— Task item —
Quote every line of the records below word for word, from start to finish.

[Extracted records]
=======
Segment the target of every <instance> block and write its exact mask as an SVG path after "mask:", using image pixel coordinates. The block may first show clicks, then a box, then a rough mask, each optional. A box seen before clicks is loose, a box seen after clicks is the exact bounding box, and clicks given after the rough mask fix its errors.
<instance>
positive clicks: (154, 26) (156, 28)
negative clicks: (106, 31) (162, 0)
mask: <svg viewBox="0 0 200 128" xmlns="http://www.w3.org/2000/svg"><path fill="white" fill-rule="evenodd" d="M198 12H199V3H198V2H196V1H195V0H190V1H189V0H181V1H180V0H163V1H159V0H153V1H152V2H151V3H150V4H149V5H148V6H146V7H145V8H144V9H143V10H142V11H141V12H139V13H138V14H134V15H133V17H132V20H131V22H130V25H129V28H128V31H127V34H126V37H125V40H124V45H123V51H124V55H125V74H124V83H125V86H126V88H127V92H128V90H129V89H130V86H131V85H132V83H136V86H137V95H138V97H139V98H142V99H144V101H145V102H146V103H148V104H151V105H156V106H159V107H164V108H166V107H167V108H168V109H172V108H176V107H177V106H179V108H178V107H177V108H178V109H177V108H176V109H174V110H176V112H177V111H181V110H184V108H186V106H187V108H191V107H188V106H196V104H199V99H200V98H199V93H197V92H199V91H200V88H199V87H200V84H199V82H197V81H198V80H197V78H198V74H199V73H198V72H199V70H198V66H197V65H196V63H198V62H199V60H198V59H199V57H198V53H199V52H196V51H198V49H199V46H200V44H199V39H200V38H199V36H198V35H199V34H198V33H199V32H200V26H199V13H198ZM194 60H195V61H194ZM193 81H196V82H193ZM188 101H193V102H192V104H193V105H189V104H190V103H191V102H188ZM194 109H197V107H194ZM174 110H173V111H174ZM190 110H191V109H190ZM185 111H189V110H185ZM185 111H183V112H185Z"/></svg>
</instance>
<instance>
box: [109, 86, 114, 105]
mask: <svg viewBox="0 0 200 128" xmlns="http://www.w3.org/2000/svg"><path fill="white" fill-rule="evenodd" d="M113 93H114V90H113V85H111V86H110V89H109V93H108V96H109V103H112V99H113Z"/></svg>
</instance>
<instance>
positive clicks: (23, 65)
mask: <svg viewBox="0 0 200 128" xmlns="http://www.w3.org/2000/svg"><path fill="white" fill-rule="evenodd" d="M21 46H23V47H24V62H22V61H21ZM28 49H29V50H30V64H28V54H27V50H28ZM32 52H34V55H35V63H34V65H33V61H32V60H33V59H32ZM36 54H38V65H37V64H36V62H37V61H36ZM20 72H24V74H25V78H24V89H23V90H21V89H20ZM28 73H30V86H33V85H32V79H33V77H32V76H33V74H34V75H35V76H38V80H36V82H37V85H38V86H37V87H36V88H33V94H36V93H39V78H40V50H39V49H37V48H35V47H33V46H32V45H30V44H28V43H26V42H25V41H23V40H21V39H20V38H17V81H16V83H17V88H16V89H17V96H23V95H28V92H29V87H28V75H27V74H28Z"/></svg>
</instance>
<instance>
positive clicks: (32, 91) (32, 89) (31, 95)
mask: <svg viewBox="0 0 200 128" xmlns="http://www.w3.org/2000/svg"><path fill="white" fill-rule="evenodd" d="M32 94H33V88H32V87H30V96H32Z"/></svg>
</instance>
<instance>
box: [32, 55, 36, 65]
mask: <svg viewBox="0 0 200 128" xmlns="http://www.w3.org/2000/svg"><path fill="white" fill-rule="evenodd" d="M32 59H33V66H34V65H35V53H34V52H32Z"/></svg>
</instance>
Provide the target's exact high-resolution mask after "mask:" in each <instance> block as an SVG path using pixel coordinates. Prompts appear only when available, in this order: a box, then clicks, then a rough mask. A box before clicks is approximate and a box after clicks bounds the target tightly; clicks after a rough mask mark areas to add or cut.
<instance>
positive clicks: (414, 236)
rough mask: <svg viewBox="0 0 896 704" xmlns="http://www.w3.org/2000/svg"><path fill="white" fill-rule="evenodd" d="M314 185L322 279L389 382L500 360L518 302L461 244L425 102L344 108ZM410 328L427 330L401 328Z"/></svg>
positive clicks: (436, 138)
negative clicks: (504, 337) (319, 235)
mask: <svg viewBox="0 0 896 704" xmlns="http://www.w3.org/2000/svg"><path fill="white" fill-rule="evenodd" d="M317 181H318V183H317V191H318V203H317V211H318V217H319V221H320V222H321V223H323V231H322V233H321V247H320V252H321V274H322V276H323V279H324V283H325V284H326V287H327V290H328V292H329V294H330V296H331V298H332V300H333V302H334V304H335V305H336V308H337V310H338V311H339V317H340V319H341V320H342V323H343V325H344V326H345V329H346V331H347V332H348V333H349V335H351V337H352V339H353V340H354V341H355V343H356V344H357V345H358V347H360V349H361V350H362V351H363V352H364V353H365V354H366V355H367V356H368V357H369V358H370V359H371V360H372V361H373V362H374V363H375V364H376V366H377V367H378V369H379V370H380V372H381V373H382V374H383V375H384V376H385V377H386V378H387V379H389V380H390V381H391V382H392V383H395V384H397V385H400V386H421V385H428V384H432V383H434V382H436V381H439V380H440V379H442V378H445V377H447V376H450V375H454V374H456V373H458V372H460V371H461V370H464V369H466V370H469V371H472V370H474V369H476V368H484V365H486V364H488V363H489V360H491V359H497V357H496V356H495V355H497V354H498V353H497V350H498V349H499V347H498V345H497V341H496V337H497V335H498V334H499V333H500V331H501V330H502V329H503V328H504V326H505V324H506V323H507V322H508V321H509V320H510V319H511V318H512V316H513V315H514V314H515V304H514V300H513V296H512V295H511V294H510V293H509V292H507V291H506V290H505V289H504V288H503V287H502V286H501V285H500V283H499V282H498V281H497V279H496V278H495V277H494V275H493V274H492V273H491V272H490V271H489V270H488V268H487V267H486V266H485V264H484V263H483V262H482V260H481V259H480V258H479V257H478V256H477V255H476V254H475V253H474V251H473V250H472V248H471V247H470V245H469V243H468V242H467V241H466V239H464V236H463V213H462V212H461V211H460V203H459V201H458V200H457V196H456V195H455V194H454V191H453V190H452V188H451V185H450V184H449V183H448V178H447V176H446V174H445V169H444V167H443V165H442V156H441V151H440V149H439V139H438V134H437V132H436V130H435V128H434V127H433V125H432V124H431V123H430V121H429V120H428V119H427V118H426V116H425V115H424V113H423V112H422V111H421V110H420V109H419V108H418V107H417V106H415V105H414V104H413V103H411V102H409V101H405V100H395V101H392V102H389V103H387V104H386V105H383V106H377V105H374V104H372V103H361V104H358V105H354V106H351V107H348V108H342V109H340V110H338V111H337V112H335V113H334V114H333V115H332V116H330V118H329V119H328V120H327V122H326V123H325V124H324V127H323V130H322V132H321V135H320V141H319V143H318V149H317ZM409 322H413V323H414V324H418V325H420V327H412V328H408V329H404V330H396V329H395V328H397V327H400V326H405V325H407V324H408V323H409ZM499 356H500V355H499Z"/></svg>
=======
— Reply —
Segment the target of every <instance> block and write its exact mask as an SVG path after "mask:", using image pixel coordinates. The block may first show clicks, then a box, then a rough mask, each optional. A box seen before clicks is loose, a box seen after clicks is the exact bounding box, and clicks given after the rough mask fix its errors.
<instance>
positive clicks: (154, 26) (156, 28)
negative clicks: (106, 31) (162, 0)
mask: <svg viewBox="0 0 200 128" xmlns="http://www.w3.org/2000/svg"><path fill="white" fill-rule="evenodd" d="M198 12H199V3H198V2H196V1H195V0H190V1H189V0H181V1H180V0H163V1H159V0H153V1H152V2H151V3H150V4H149V5H148V6H146V7H145V8H144V9H143V10H142V11H141V12H139V13H138V14H134V15H133V17H132V20H131V22H130V25H129V28H128V31H127V34H126V37H125V40H124V45H123V51H124V55H125V74H124V83H125V86H126V88H127V92H128V90H129V89H130V86H131V85H132V83H136V86H137V95H138V97H139V98H142V99H144V101H145V102H146V103H148V104H151V105H156V106H159V107H164V108H166V107H167V108H168V109H172V108H176V107H177V106H179V108H178V107H177V108H178V109H177V108H176V109H174V110H176V112H177V111H181V110H184V108H186V106H187V108H191V107H188V106H196V104H199V99H200V98H199V93H197V92H199V91H200V88H199V87H200V84H199V82H197V81H198V80H197V78H198V74H199V73H198V72H199V70H198V66H197V65H196V63H198V62H199V60H198V59H199V57H198V53H199V52H196V51H198V49H199V46H200V44H199V39H200V38H199V36H198V35H199V34H198V33H199V32H200V26H199V13H198ZM194 60H195V61H194ZM193 81H196V82H193ZM188 101H193V102H192V104H193V105H189V104H190V103H191V102H188ZM194 109H197V107H194ZM174 110H173V111H174ZM190 110H191V109H190ZM185 111H189V110H185ZM185 111H183V112H185Z"/></svg>
</instance>
<instance>
box: [109, 86, 114, 105]
mask: <svg viewBox="0 0 200 128" xmlns="http://www.w3.org/2000/svg"><path fill="white" fill-rule="evenodd" d="M113 93H114V90H113V85H111V86H110V89H109V93H108V96H109V103H112V99H113Z"/></svg>
</instance>
<instance>
positive clicks: (23, 65)
mask: <svg viewBox="0 0 200 128" xmlns="http://www.w3.org/2000/svg"><path fill="white" fill-rule="evenodd" d="M21 46H23V47H24V62H22V61H21ZM28 49H29V50H30V64H28V54H27V50H28ZM32 52H34V55H35V63H34V65H33V61H32V60H33V59H32ZM36 54H38V65H37V64H36V62H37V61H36ZM20 72H24V74H25V78H24V89H23V90H21V89H20ZM28 73H30V86H33V85H32V79H33V77H32V76H33V74H34V75H35V76H38V80H36V82H37V85H38V86H37V87H36V88H33V94H36V93H39V78H40V50H39V49H37V48H35V47H33V46H32V45H30V44H28V43H26V42H25V41H23V40H21V39H20V38H17V81H16V83H17V88H16V89H17V96H23V95H28V92H29V87H28V75H27V74H28Z"/></svg>
</instance>
<instance>
positive clicks: (32, 91) (32, 89) (31, 95)
mask: <svg viewBox="0 0 200 128" xmlns="http://www.w3.org/2000/svg"><path fill="white" fill-rule="evenodd" d="M32 94H33V88H32V87H30V96H32Z"/></svg>
</instance>
<instance>
box: [32, 55, 36, 65]
mask: <svg viewBox="0 0 200 128" xmlns="http://www.w3.org/2000/svg"><path fill="white" fill-rule="evenodd" d="M32 59H33V66H34V65H35V53H34V52H32Z"/></svg>
</instance>
Provide the target's exact high-resolution mask after "mask:" in each <instance> block as an SVG path using pixel coordinates. Prompts appear only when available, in this order: a box, then clicks, then a rough mask. A box before clicks is approximate and a box after clicks bounds the target tightly; clicks after a rough mask mark areas to add or cut.
<instance>
positive clicks: (414, 236)
rough mask: <svg viewBox="0 0 896 704" xmlns="http://www.w3.org/2000/svg"><path fill="white" fill-rule="evenodd" d="M314 185L322 279L389 382L500 360L518 302L461 244L425 102L344 108ZM410 328L427 330L401 328Z"/></svg>
positive clicks: (436, 138)
negative clicks: (504, 337) (319, 235)
mask: <svg viewBox="0 0 896 704" xmlns="http://www.w3.org/2000/svg"><path fill="white" fill-rule="evenodd" d="M317 181H318V183H317V191H318V203H317V211H318V217H319V221H320V222H321V223H323V231H322V233H321V247H320V252H321V274H322V276H323V279H324V283H325V284H326V287H327V290H328V292H329V294H330V296H331V298H332V300H333V302H334V304H335V305H336V308H337V310H338V311H339V317H340V319H341V320H342V323H343V325H344V326H345V329H346V331H347V332H348V333H349V335H351V337H352V339H353V340H354V341H355V343H356V344H357V345H358V347H360V349H361V350H362V351H363V352H364V353H365V354H366V355H367V356H368V357H369V358H370V359H371V360H372V361H373V362H374V363H375V364H376V366H377V367H378V369H379V370H380V372H381V373H382V374H383V375H384V376H385V377H386V378H387V379H389V380H390V381H391V382H392V383H395V384H397V385H400V386H421V385H428V384H432V383H434V382H436V381H439V380H440V379H442V378H445V377H447V376H450V375H454V374H456V373H458V372H460V371H461V370H464V369H466V370H469V371H472V370H474V369H476V368H484V365H486V364H488V363H489V360H491V359H497V357H496V356H495V355H497V354H498V353H497V350H498V349H499V347H498V345H497V341H496V337H497V335H498V334H499V333H500V331H501V330H502V329H503V328H504V326H505V324H506V323H507V322H508V321H509V320H510V319H511V318H512V316H513V315H514V314H515V304H514V300H513V296H512V295H511V294H510V293H509V292H507V291H506V290H505V289H504V288H503V287H502V286H501V285H500V283H499V282H498V281H497V279H496V278H495V277H494V275H493V274H492V273H491V272H490V271H489V270H488V268H487V267H486V266H485V264H484V263H483V262H482V260H481V259H480V258H479V257H478V256H477V255H476V254H475V253H474V251H473V250H472V248H471V247H470V245H469V243H468V242H467V241H466V239H464V236H463V213H462V212H461V211H460V203H459V201H458V200H457V196H456V195H455V194H454V191H453V190H452V188H451V185H450V184H449V183H448V178H447V176H446V174H445V169H444V167H443V165H442V156H441V151H440V149H439V139H438V134H437V132H436V130H435V128H434V127H433V125H432V124H431V123H430V121H429V120H428V119H427V118H426V116H425V115H424V113H423V112H422V111H421V110H420V109H419V108H418V107H417V106H415V105H414V104H413V103H411V102H409V101H405V100H395V101H392V102H389V103H387V104H386V105H383V106H377V105H374V104H372V103H361V104H358V105H354V106H351V107H348V108H342V109H340V110H338V111H337V112H335V113H334V114H333V115H332V116H330V118H329V119H328V120H327V122H326V123H325V124H324V127H323V130H322V132H321V135H320V141H319V143H318V149H317ZM409 322H413V323H414V324H418V325H420V327H412V328H408V329H404V330H396V329H395V328H397V327H400V326H405V325H407V324H408V323H409ZM499 356H500V355H499Z"/></svg>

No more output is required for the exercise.